:: REQUIRED TASK ::
Rewrite every line between the lines holding "Each instance of the ceiling" and "[[62, 46], [13, 40], [215, 27]]", inclusive. Multiply each coordinate in the answers by 2.4 and round to whole numbers, with halves going up, leaving the other lines and their sample coordinates unchanged.

:: INPUT FOR THIS TASK ::
--------

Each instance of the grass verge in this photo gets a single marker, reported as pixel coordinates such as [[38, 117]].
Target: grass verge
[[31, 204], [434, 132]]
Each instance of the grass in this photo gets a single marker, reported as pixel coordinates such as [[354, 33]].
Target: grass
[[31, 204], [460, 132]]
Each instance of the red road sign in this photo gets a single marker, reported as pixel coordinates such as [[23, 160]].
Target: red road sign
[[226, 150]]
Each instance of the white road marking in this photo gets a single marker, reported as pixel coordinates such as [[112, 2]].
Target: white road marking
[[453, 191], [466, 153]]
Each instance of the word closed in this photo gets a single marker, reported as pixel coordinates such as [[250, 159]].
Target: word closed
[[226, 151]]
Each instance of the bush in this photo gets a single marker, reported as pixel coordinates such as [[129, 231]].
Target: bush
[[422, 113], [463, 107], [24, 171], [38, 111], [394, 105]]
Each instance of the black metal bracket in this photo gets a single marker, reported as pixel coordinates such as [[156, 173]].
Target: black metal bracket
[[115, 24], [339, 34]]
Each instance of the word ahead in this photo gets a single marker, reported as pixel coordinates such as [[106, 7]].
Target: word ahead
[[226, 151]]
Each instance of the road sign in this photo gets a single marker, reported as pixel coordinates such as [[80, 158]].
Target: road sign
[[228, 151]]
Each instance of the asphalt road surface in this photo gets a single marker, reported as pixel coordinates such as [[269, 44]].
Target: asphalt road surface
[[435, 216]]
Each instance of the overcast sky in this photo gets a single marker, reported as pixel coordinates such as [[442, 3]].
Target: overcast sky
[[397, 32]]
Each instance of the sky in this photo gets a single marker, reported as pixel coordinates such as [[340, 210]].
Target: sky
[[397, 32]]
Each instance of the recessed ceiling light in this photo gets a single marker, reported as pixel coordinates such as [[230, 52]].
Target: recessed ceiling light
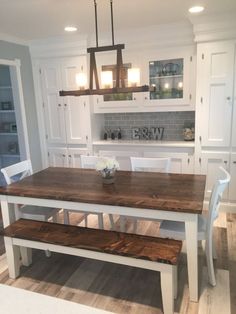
[[70, 29], [196, 9]]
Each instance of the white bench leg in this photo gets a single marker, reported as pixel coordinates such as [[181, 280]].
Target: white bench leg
[[100, 221], [26, 256], [167, 290], [13, 258]]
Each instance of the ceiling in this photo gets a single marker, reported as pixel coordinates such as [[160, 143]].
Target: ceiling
[[38, 19]]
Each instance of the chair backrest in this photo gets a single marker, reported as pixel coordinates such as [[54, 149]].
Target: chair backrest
[[150, 164], [17, 171]]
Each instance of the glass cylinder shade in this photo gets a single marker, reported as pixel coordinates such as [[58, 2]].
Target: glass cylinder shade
[[133, 77], [107, 79], [81, 80]]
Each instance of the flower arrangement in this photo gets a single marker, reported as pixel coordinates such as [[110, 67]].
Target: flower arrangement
[[107, 167]]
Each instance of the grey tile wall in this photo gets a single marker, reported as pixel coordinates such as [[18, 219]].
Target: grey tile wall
[[173, 122]]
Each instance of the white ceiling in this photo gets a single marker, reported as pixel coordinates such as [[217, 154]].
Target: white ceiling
[[38, 19]]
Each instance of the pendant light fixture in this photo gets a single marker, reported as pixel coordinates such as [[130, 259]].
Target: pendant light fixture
[[107, 76]]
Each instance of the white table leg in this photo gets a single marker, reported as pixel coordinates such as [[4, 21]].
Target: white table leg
[[191, 227], [8, 213]]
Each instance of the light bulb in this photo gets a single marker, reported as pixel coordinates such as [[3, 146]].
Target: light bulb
[[133, 77], [107, 79], [81, 80]]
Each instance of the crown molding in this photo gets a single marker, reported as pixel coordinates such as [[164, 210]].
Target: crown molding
[[62, 46], [13, 40], [215, 27]]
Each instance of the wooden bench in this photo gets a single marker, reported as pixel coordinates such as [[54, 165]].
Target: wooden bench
[[122, 248]]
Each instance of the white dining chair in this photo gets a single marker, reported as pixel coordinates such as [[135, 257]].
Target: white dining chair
[[17, 172], [149, 165], [89, 162], [176, 230]]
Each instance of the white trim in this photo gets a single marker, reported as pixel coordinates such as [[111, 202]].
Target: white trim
[[13, 40]]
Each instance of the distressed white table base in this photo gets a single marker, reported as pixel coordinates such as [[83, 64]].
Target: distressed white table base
[[190, 220]]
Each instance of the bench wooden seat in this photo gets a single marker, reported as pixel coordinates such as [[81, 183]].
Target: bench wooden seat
[[110, 246]]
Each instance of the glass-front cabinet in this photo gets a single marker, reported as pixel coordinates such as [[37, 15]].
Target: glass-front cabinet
[[170, 74]]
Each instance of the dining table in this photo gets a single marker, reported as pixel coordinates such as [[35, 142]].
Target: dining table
[[147, 195]]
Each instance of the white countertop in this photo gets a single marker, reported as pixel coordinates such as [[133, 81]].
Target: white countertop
[[146, 143]]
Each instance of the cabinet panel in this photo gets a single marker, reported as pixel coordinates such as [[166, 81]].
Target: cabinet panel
[[53, 111], [215, 84], [123, 157], [210, 163], [57, 157], [180, 162], [74, 156]]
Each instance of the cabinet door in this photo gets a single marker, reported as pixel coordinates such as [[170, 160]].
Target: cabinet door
[[180, 162], [214, 92], [232, 184], [209, 165], [57, 157], [53, 103], [74, 156], [76, 109]]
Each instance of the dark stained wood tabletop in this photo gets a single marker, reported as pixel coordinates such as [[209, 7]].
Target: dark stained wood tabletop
[[159, 191]]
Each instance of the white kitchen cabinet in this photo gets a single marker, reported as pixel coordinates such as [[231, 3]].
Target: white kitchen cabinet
[[65, 117], [179, 96], [170, 72], [215, 74], [63, 157], [209, 164], [180, 162]]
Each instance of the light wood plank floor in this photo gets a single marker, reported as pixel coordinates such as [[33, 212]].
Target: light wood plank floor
[[122, 289]]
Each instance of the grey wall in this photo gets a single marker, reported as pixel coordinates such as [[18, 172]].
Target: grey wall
[[14, 51], [173, 122]]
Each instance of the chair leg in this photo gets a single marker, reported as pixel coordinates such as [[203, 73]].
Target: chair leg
[[100, 221], [167, 291], [112, 222], [135, 225], [66, 217], [13, 258], [86, 220], [210, 265], [26, 256]]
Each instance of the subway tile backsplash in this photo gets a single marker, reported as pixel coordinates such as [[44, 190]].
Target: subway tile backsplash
[[173, 122]]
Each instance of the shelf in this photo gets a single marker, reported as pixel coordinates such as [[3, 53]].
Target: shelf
[[7, 111], [166, 76], [146, 143], [5, 87], [10, 155]]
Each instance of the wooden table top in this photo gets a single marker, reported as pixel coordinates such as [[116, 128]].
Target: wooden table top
[[159, 191]]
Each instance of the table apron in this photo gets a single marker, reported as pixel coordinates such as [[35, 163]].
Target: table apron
[[107, 209]]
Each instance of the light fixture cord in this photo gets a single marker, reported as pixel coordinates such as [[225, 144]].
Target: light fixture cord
[[96, 21], [112, 24]]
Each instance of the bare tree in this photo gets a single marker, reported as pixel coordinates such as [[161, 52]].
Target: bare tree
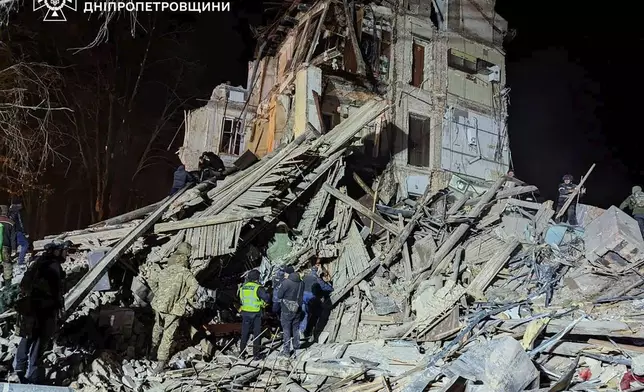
[[29, 92]]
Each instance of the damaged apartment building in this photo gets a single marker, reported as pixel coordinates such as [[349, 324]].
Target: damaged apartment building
[[439, 63]]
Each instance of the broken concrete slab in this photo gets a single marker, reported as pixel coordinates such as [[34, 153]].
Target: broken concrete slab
[[500, 364], [614, 231]]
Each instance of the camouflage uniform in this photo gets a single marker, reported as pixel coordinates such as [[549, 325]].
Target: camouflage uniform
[[174, 288]]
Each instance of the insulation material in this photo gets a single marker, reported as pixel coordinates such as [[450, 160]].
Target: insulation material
[[614, 231], [352, 261]]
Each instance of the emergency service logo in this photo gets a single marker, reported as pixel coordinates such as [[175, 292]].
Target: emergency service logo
[[55, 9]]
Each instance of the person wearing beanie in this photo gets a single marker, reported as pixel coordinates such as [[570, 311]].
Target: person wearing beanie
[[290, 296], [635, 203], [253, 298], [8, 244], [280, 276], [15, 214], [566, 189]]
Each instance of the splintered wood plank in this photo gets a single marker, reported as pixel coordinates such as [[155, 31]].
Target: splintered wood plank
[[379, 220], [491, 269]]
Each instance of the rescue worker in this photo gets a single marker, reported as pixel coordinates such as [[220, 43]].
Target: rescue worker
[[315, 287], [253, 298], [174, 290], [566, 188], [280, 276], [181, 178], [8, 244], [290, 297], [211, 167], [39, 306], [635, 202], [21, 233]]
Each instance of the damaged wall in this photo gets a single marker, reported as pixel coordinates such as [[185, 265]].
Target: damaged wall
[[217, 127], [438, 61]]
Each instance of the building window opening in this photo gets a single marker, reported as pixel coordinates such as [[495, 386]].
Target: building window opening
[[231, 136], [418, 65], [418, 141]]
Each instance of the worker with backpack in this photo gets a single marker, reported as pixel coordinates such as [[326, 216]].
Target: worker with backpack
[[39, 306], [635, 202]]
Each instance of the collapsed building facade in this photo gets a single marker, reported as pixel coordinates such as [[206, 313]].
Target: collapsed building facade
[[441, 287], [439, 63]]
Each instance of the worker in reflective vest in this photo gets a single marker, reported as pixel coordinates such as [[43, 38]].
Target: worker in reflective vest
[[253, 299]]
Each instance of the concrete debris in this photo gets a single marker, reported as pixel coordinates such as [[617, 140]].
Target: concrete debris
[[503, 307], [441, 280]]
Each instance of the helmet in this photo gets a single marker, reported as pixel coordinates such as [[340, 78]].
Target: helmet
[[59, 245], [184, 248], [253, 276]]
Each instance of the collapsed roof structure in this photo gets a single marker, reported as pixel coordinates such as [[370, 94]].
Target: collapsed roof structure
[[440, 65], [380, 132]]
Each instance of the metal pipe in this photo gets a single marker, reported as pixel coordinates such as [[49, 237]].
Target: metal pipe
[[9, 387]]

--------

:: EXERCISE SOLUTION ::
Each instance of the ceiling in this photo gets a single marker, reported as pixel coordinates such as [[160, 143]].
Target: ceiling
[[91, 46]]
Each instance of the chair backrest in this photo gets a single marker, reported as pixel coordinates such as [[54, 149]].
Target: chair backrest
[[360, 394], [41, 410]]
Each instance of the glass cylinder shade in this photo gets a single marker, reported as pixel coordinates such as [[58, 2]].
Target: glass cylinder shade
[[319, 185], [257, 190], [194, 192]]
Each instance of the flower arrangement in this photo gets a single marker, reported as pixel coordinates such as [[110, 67]].
Target: flower arrangement
[[257, 401]]
Each instance of the grey tile wall in this photo gets a single marker, reported as pixel coordinates such as [[18, 219]].
Target: grey tile wall
[[415, 293]]
Each instance of the white ceiling in this photo gets a single marker, reported as pixel coordinates such as [[217, 154]].
Target: white ceiling
[[91, 46]]
Each instance of the pendant light fixture in this photo gets a single marker, reported as pixel coordinates such as [[130, 259]].
Target: pendant light fixture
[[257, 182]]
Each instance of the white table leg in this photo gets a single marker, reported as pixel coordinates such as [[4, 21]].
Target: white table leg
[[458, 545], [19, 511]]
Each instance of the light bulb in this photo gets a single marker, reported as pixel coordinates such as [[3, 146]].
Target: light bulb
[[319, 185], [257, 190], [194, 192]]
Each instance of the crown molding in this photo gets a single marker, reported as pixel coordinates such as [[164, 210]].
Target: crown molding
[[149, 110], [31, 96], [516, 65]]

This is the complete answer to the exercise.